◆ **TASK TO COMPLETE**
Copy every line below that has the word "moon" in it.

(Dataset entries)
┏━━
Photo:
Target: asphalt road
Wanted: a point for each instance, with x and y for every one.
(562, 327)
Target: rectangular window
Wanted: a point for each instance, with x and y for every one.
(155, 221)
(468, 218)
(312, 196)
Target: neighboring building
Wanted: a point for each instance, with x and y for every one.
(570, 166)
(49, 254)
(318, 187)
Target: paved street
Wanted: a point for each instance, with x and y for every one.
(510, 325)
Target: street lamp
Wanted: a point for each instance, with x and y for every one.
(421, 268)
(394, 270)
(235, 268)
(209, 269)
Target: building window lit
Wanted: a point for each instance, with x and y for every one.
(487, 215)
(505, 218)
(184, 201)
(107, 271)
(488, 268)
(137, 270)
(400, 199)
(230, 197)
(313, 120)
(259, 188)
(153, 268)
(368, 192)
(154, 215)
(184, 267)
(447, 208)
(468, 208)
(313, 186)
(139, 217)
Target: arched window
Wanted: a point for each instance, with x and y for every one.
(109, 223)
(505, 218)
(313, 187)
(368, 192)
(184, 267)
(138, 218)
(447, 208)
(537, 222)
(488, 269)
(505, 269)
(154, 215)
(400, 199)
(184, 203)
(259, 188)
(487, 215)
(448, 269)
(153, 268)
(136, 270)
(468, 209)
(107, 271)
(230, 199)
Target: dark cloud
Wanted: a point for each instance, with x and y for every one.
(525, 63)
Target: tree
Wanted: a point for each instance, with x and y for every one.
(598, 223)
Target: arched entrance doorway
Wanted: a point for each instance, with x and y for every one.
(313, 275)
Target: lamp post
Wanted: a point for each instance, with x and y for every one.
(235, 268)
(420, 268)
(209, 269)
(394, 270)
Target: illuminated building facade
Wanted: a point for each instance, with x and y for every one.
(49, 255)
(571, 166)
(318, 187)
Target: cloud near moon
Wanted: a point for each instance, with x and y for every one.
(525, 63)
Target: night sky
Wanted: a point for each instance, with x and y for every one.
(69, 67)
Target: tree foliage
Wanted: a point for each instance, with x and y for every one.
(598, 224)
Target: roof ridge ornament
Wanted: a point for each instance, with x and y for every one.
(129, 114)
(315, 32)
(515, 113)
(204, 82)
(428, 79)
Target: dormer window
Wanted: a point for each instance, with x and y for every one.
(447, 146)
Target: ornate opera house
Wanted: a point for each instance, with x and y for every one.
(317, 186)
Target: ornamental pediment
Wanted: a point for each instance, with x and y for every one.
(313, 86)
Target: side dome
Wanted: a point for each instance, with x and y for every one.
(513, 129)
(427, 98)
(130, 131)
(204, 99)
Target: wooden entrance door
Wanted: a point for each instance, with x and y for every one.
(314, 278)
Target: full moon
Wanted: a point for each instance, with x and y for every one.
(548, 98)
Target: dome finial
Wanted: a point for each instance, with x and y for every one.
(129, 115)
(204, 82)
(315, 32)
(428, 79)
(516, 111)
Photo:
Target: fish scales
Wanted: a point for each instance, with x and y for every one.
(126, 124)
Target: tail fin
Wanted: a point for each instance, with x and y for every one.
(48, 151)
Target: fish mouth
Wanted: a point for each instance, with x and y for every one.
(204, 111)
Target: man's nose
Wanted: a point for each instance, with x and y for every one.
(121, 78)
┗━━
◆ **ANSWER SPACE**
Target: cloud near moon
Target: full moon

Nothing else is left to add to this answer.